■ Provided records:
- - -

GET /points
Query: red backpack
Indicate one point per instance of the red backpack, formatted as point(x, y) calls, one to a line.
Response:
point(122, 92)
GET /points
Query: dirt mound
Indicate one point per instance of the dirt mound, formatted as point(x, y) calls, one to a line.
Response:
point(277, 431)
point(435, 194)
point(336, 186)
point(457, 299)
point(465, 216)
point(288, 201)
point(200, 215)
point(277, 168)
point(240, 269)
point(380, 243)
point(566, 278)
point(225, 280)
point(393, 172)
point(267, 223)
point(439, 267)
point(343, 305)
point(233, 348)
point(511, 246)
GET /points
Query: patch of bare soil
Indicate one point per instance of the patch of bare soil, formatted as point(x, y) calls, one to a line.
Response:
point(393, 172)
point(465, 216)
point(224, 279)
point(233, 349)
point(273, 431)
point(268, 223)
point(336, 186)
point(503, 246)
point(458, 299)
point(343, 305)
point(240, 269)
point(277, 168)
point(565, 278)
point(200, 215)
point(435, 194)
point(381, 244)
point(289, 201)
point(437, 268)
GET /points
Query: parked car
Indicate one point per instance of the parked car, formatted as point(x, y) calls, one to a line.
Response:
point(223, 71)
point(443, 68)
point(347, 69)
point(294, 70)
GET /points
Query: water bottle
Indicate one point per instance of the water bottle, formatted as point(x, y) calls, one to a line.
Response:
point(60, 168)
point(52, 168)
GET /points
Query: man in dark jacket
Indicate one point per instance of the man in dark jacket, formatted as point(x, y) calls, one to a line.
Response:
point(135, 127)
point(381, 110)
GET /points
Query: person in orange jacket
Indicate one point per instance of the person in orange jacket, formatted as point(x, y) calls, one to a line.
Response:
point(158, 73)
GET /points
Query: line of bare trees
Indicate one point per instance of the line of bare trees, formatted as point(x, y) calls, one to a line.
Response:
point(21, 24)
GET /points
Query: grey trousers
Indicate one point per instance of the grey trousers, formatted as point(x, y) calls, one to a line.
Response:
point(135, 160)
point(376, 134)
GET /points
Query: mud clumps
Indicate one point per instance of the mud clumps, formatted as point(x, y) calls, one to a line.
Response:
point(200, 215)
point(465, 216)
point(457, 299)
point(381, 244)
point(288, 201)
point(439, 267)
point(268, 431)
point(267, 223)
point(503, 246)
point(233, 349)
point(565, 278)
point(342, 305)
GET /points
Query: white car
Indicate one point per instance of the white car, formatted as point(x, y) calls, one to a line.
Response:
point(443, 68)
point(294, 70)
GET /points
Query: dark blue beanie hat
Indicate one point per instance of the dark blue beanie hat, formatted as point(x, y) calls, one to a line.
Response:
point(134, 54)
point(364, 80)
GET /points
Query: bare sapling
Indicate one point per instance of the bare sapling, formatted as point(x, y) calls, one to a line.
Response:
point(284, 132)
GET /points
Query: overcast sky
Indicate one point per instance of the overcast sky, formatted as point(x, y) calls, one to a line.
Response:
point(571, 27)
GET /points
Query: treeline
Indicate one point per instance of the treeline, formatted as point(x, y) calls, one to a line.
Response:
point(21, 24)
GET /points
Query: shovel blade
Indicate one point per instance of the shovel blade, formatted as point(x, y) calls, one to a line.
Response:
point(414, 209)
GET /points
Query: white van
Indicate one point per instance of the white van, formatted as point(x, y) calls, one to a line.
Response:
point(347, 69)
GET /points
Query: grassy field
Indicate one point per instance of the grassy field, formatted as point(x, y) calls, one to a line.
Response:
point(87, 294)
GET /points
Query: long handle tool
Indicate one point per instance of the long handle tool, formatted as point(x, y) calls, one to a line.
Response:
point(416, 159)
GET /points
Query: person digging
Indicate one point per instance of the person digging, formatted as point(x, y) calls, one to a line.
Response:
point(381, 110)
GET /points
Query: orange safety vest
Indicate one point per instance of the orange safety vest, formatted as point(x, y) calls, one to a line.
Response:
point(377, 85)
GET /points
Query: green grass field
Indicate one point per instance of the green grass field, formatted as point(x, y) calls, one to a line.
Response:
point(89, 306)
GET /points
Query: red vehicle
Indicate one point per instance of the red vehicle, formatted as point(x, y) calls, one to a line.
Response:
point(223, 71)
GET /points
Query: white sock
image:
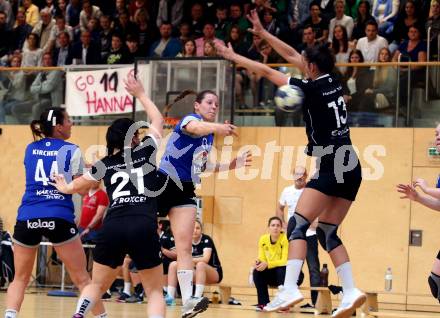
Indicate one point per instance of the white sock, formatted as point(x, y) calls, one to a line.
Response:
point(172, 291)
point(84, 305)
point(199, 290)
point(127, 288)
point(293, 269)
point(10, 313)
point(185, 277)
point(345, 274)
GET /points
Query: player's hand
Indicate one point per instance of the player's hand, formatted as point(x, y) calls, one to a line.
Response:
point(257, 27)
point(133, 86)
point(408, 191)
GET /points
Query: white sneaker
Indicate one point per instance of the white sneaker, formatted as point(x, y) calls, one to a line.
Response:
point(284, 299)
point(194, 306)
point(350, 301)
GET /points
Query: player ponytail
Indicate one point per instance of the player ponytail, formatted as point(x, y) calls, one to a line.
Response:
point(44, 126)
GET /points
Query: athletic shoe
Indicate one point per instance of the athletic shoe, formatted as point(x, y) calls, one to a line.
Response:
point(350, 301)
point(194, 306)
point(284, 299)
point(122, 298)
point(169, 300)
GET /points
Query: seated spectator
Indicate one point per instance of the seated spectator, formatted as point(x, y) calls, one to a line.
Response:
point(20, 31)
point(166, 46)
point(270, 266)
point(385, 13)
point(208, 35)
point(434, 23)
point(17, 90)
point(118, 52)
point(47, 90)
point(363, 16)
point(88, 12)
point(61, 54)
point(189, 49)
point(207, 265)
point(85, 51)
point(31, 12)
point(95, 203)
point(340, 19)
point(371, 44)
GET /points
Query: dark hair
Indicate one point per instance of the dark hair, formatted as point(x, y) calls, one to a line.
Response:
point(116, 133)
point(274, 218)
point(322, 57)
point(51, 117)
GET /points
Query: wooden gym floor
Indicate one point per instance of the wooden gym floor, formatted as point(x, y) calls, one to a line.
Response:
point(39, 305)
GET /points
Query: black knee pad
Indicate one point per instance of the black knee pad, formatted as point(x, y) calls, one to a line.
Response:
point(301, 226)
point(328, 236)
point(434, 285)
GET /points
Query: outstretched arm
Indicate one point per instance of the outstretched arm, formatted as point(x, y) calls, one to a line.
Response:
point(276, 77)
point(282, 48)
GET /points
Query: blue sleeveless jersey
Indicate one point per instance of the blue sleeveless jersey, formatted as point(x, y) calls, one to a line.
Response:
point(185, 155)
point(42, 159)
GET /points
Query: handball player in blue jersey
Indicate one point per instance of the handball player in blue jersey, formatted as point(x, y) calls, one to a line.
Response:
point(185, 158)
point(45, 212)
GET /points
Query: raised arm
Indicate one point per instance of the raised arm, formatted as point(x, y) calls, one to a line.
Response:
point(282, 48)
point(135, 88)
point(276, 77)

- - -

■ What is required:
Without the pictures, print all of the records exactly.

■ Answer below:
GET /points
Query: red backpack
Indicate one point per instance of the red backpack, formatted as point(x, y) calls, one to a line.
Response:
point(122, 92)
GET /points
Query: dirt mound
Indicate one point per instance of the dirt mound, formatted as point(x, y) calls, one to a line.
Response:
point(277, 431)
point(435, 194)
point(336, 186)
point(457, 299)
point(465, 216)
point(288, 201)
point(200, 215)
point(277, 168)
point(240, 269)
point(380, 243)
point(566, 278)
point(225, 280)
point(393, 172)
point(267, 223)
point(439, 267)
point(343, 305)
point(233, 348)
point(511, 246)
GET /points
Query: patch of bare soil
Indicate one point per instance of the patch of bare soil, formatted as point(x, y) calls, one to a line.
Response:
point(393, 172)
point(465, 216)
point(224, 279)
point(233, 349)
point(273, 431)
point(268, 223)
point(336, 186)
point(503, 246)
point(458, 299)
point(343, 305)
point(240, 269)
point(277, 168)
point(565, 278)
point(200, 215)
point(435, 194)
point(381, 244)
point(289, 201)
point(437, 268)
GET /points
Query: parked car
Indicate one point per instance of the parked car, formatted as point(x, y) calls, one to a line.
Response:
point(223, 71)
point(443, 68)
point(347, 69)
point(294, 70)
GET /points
Query: water bottle
Indicate one point per instance of the water bottle, formatted as point(x, y) calls, one to a line.
Response:
point(60, 168)
point(52, 168)
GET /points
Query: man in dark jacket
Indicate one point per instance of the man in dark jacket, formatted as point(x, y) calls, one to a line.
Response:
point(135, 127)
point(381, 110)
GET /points
Query: person in orange jacket
Indicate one point per instance of the person in orange jacket, formatted as point(x, y) calls, one to a line.
Response:
point(158, 73)
GET /points
Query: line of bare trees
Indicate one point per instance of the line of bare trees, formatted as point(x, y) calls, one to a line.
Response:
point(21, 24)
GET /points
Query: grey trousers
Indicate one point per instance of the grey trousers, formatted as point(x, y) calls, one to a line.
Response:
point(135, 160)
point(376, 134)
GET /points
Query: mud clumps
Indicate one point per instance of the mud clumps, formatted as point(x, y) calls, one to a line.
Response:
point(200, 215)
point(465, 216)
point(457, 299)
point(381, 244)
point(288, 201)
point(439, 267)
point(268, 431)
point(267, 223)
point(503, 246)
point(233, 349)
point(565, 278)
point(342, 305)
GET /points
Query: white car
Indicate one point per instance of the white car, formatted as point(x, y) calls, one to a line.
Response:
point(443, 68)
point(294, 70)
GET /points
Query: dark blue beanie hat
Indicate one point per instance of the dark blue beanie hat, formatted as point(x, y) calls, one to a line.
Response:
point(134, 54)
point(364, 80)
GET /points
Query: bare sapling
Indicate one point per instance of the bare sapling, formatted as point(x, y) calls, one to a line.
Response:
point(284, 132)
GET /points
Query: overcast sky
Indicate one point per instance of the overcast sky, formatted as point(x, y) calls, one to a line.
Response:
point(571, 27)
GET /points
Query: treeline
Indicate one point per instance of the treeline, formatted as point(x, y) calls, one to a line.
Response:
point(21, 24)
GET /points
Query: shovel blade
Indicate one point per instance of the shovel blade, formatted as point(x, y) calls, one to a line.
Response:
point(414, 209)
GET /points
Query: white van
Indicate one point per instance of the white van, formatted as point(x, y) calls, one to a line.
Response:
point(347, 69)
GET /points
Query: grassy field
Indicate one point per instance of the grassy field, formatted as point(x, y) calls, one to a line.
Response:
point(87, 294)
GET /points
Query: long handle tool
Indicate one point per instance of the long handle tool, formatted as point(x, y) calls, one to a line.
Response:
point(416, 159)
GET /points
Query: person digging
Indicate one point per instance of the person digging, formatted as point(x, y) calls, one to a line.
Response:
point(381, 110)
GET /points
Query: orange safety vest
Indicate one point per instance of the orange safety vest, formatted as point(x, y) calls, one to a line.
Response:
point(377, 85)
GET /points
Query: green grass field
Indicate one point per instance of the green grass field, formatted as point(x, y) calls, one to a line.
Response:
point(89, 306)
GET /points
Query: red vehicle
Indicate one point per instance of the red vehicle, formatted as point(x, y) calls, one to a line.
Response:
point(223, 71)
GET /points
Query: white sock
image:
Indicate one point per instance of the white sock, formatted as point(x, y) calls, one to a line.
Response:
point(172, 291)
point(84, 305)
point(199, 290)
point(127, 288)
point(293, 269)
point(10, 313)
point(185, 277)
point(345, 274)
GET /points
Query: player's hand
Indicate one point per instance of the player's hand, formatted as point(x, y) calls, one to a line.
Response:
point(257, 27)
point(133, 86)
point(408, 191)
GET /points
Query: white sneaker
Indicate one point per instance of the white sneaker, formatted as point(x, y) calls, one to a line.
Response:
point(284, 299)
point(194, 306)
point(350, 301)
GET /points
Query: player ponytail
Indicate one point per instance of the player ponytail, formatted as point(x, y) calls, one to a line.
Response:
point(44, 126)
GET /points
Query: athletic shoe
Indicate one point per instance of the athletic shoe, formatted as point(x, y) calls, one to a line.
Response:
point(350, 301)
point(194, 306)
point(284, 299)
point(122, 298)
point(169, 300)
GET /points
Query: seated spectator
Indicate one point per instance of the seated spectator, formatted as point(x, y) calls, one to a line.
Response:
point(20, 31)
point(166, 46)
point(270, 266)
point(385, 13)
point(208, 35)
point(434, 23)
point(17, 90)
point(118, 52)
point(47, 90)
point(363, 16)
point(88, 12)
point(61, 54)
point(189, 49)
point(207, 265)
point(85, 51)
point(31, 12)
point(95, 203)
point(340, 19)
point(371, 44)
GET /points
Query: dark hair
Indicate one point per instance of the dark hair, formatted as point(x, y) calls, one to a line.
Response:
point(116, 133)
point(274, 218)
point(322, 57)
point(51, 117)
GET /points
Query: wooden gym floor
Indicate one point per instance of the wooden gym floor, formatted as point(x, y) calls, one to a line.
Response:
point(39, 305)
GET /points
Query: black knee pad
Indicate one point per instance of the black knee pad, formatted as point(x, y) calls, one to a line.
Response:
point(301, 226)
point(328, 236)
point(434, 285)
GET /points
Query: outstretched arm
Indicate one point per instance of the outstretched arm, formatted as point(x, y) calls, one to a line.
Response:
point(276, 77)
point(282, 48)
GET /points
Query: blue sleeveless jersey
Indicate one point per instance of the blue sleeveless jersey, formatted as point(x, y) calls, one to a line.
Response:
point(185, 155)
point(42, 159)
GET /points
Query: handball player in blue jersey
Indicate one point per instance of the handball player in blue jersey, formatted as point(x, y) calls, one to a line.
Response:
point(185, 158)
point(45, 212)
GET /points
Query: raised arm
Indicate one point per instance of the raised arm, formatted as point(x, y) calls, one to a line.
Response:
point(282, 48)
point(135, 88)
point(276, 77)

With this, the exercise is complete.